:: MATERIAL TO PROCESS

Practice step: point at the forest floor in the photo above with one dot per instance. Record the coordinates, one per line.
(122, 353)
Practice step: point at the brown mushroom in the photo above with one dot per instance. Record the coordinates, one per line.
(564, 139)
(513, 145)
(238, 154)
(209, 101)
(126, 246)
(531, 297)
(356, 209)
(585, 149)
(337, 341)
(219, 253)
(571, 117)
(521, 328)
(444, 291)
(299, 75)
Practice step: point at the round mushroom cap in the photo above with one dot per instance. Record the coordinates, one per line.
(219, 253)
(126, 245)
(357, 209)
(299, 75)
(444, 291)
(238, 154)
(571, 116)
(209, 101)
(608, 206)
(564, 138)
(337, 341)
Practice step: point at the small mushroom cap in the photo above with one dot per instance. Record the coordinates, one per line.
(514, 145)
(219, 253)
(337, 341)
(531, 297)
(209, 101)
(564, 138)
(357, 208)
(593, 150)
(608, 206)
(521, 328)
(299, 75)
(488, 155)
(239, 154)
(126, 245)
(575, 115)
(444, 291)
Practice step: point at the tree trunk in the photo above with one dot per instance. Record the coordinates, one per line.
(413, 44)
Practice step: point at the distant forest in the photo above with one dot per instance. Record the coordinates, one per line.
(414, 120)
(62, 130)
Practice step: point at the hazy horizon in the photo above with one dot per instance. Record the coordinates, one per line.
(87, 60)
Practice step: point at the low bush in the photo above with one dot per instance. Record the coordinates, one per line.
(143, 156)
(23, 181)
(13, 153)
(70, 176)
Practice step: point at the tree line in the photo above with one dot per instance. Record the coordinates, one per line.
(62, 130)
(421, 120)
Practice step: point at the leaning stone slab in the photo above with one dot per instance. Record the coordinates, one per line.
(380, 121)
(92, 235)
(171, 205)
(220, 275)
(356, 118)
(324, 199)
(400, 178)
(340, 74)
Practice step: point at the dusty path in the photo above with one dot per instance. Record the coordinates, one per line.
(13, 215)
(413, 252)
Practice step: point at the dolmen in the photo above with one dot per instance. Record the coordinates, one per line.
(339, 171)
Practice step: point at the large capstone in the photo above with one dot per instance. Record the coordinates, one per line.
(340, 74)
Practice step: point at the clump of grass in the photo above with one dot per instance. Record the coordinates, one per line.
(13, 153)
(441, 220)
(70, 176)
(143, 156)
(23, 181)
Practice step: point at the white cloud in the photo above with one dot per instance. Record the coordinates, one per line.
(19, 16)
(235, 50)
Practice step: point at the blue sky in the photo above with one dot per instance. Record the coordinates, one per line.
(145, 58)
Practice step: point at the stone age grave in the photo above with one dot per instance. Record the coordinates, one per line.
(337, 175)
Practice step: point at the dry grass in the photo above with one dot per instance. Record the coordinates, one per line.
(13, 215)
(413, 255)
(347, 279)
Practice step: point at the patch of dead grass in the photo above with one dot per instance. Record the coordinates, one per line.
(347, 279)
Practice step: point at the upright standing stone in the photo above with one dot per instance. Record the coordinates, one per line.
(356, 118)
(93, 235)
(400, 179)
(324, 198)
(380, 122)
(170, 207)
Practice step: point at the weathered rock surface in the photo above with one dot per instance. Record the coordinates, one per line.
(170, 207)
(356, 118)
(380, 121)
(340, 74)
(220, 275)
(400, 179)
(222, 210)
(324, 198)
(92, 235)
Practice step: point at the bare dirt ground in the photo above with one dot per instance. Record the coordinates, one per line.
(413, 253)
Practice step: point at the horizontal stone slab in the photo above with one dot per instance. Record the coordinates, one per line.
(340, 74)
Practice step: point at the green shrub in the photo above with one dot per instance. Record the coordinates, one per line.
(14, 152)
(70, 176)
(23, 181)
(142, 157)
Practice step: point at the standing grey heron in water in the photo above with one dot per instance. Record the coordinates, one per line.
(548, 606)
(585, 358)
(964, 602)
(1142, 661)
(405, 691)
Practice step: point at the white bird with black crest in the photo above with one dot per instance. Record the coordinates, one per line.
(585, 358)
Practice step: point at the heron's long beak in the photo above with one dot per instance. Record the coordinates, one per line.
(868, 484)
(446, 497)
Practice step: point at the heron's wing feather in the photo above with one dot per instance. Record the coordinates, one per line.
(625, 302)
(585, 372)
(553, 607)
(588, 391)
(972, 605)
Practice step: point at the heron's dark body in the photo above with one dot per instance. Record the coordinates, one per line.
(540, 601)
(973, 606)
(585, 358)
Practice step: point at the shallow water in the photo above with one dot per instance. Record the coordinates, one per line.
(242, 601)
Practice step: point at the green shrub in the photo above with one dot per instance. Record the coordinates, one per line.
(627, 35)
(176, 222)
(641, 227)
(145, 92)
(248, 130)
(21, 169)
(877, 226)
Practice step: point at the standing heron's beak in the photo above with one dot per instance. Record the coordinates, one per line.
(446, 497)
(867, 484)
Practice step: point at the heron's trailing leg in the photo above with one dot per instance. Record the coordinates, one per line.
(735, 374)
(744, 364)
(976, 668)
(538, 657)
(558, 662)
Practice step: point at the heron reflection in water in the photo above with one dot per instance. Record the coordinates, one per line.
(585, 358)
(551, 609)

::::

**AIM**
Print all of the data exactly as it was given.

**SOLUTION**
Practice step: point at the forest floor in the photo above with one dot per instance. Record the coordinates, one per line.
(122, 353)
Practice step: point at the brown mushroom in the photo above with one dot per instance. Record the coordinates, one per line.
(564, 139)
(513, 145)
(238, 154)
(209, 101)
(126, 246)
(531, 297)
(356, 209)
(585, 149)
(337, 341)
(219, 253)
(571, 117)
(521, 328)
(444, 291)
(299, 75)
Practice step: point at the round mushroom cap in the photo above with one dot per instance. Record the coordinates, one per line.
(219, 253)
(126, 245)
(357, 209)
(299, 75)
(444, 291)
(238, 154)
(571, 116)
(209, 101)
(608, 206)
(564, 138)
(337, 341)
Practice step: point at the small mushroom cap in the photo above with one dot per instance. Record the coordinates, one per line.
(514, 145)
(219, 253)
(337, 341)
(531, 297)
(209, 101)
(564, 138)
(357, 208)
(593, 150)
(608, 206)
(521, 328)
(299, 75)
(488, 155)
(239, 154)
(126, 245)
(575, 115)
(444, 291)
Practice step: point at the tree trunk in the photo above with one dot per instance. Record the coordinates, one per line.
(413, 44)
Practice step: point at the distant forest in the photo above with one dot per instance. Record the coordinates, one per line.
(414, 120)
(62, 130)
Practice step: point at the hazy horizon in the photo above with one dot per instance. Record the coordinates, one per line.
(87, 60)
Practice step: point at the low bush in the photo above with one dot per instance. Record the coordinates, one per line.
(143, 156)
(23, 181)
(13, 153)
(70, 176)
Practice step: point at the tree line in the photo above with one dot per instance. Record the coordinates, one per line.
(62, 130)
(421, 120)
Practice step: point at the leaning stone slab in the photo above with one dot per instance. Record the coordinates, one per line.
(380, 121)
(92, 235)
(171, 205)
(220, 275)
(356, 118)
(324, 199)
(400, 178)
(340, 74)
Practice step: point at the dusty path in the photo above with one dot per instance. Record the coordinates, one per line.
(13, 215)
(413, 252)
Practice step: point at the dolmen in the photo above with one dot per instance. Record the coordinates, one per line.
(339, 171)
Practice step: point at the large capstone in the photo above with one dot per instance. Record the coordinates, one per line.
(340, 74)
Practice step: point at the clump of grass in the photo above with one dot per instance. Record the coordinates, one per line.
(13, 153)
(441, 220)
(70, 176)
(143, 156)
(23, 181)
Practice step: point at the white cloud in the photo above with one dot per instance. Record the coordinates, one per line.
(19, 16)
(235, 50)
Practice step: point at the blue sky in the photo above with one dot per instance. Record the coordinates, one per line.
(145, 58)
Practice step: point at the stone age grave in the photo above with one dot per instance. Record the coordinates, one per line.
(337, 175)
Practice step: point at the dry grass in the photo above with one dot per instance. Record the coordinates, one per line.
(13, 215)
(413, 255)
(347, 279)
Practice step: point at the patch of dead grass in the photo above with one dot per instance. Record the coordinates, one per line.
(347, 279)
Practice step: point at the upright standing stone in the photo above with one dot per instance. Record the coordinates, one per line.
(356, 118)
(93, 235)
(400, 179)
(324, 198)
(380, 122)
(170, 207)
Practice step: point at the weathered rock surface in the photo above with one dot per instance. Record the coordinates, one per line.
(170, 207)
(356, 118)
(380, 121)
(340, 74)
(220, 275)
(400, 179)
(222, 210)
(324, 198)
(92, 235)
Practice step: point at the bare dirt ground in the photo above with one dot per instance. Record the coordinates, one per line.
(413, 253)
Practice step: point at the horizontal stone slab in the photo above with one dot per instance. Record the coordinates, one per line.
(340, 74)
Practice step: point at the green shrub in the photo above with one dot per instance. Record the coordinates, one per line.
(14, 152)
(70, 176)
(23, 181)
(142, 157)
Practice step: point at the standing grey heron in water in the photo above with one dot per instance. Record the coordinates, one per line.
(548, 606)
(585, 358)
(964, 602)
(1142, 661)
(405, 691)
Practice step: point at the white bird with black crest in the photo above with one dot per instance. Record the coordinates, one per line.
(585, 358)
Practice step: point at the heron's long beak in the photo above with one dot per instance. Record the coordinates, one per line.
(868, 484)
(446, 497)
Practice step: point at the heron's wing feather in the photo above with one dot per instance. Record the coordinates, one per line.
(625, 302)
(585, 372)
(553, 607)
(588, 391)
(972, 605)
Practice step: point at the heron's dark body in the photo above with one dot per instance. Record the coordinates, one per line.
(540, 601)
(973, 606)
(585, 358)
Practice step: point at the shallow water in the photo above with one dot per instance. Record the coordinates, one per line.
(242, 601)
Practice step: point at the green shrub in the photo above with one dot per instance. Record the coordinates, one per line.
(627, 35)
(176, 222)
(641, 227)
(145, 92)
(248, 130)
(21, 169)
(877, 226)
Practice step: point at the standing heron's beak in the photo above with one dot per instance. Record the coordinates, one per line.
(446, 497)
(867, 484)
Practice step: point at the heron's trailing leg in the photo above with one dot per instance. Record the coordinates, one per line.
(735, 374)
(744, 364)
(976, 668)
(538, 657)
(558, 662)
Practice step: point at the heron reflection in water in the photo above with one dot per instance. Record the coordinates, one per line.
(585, 358)
(551, 609)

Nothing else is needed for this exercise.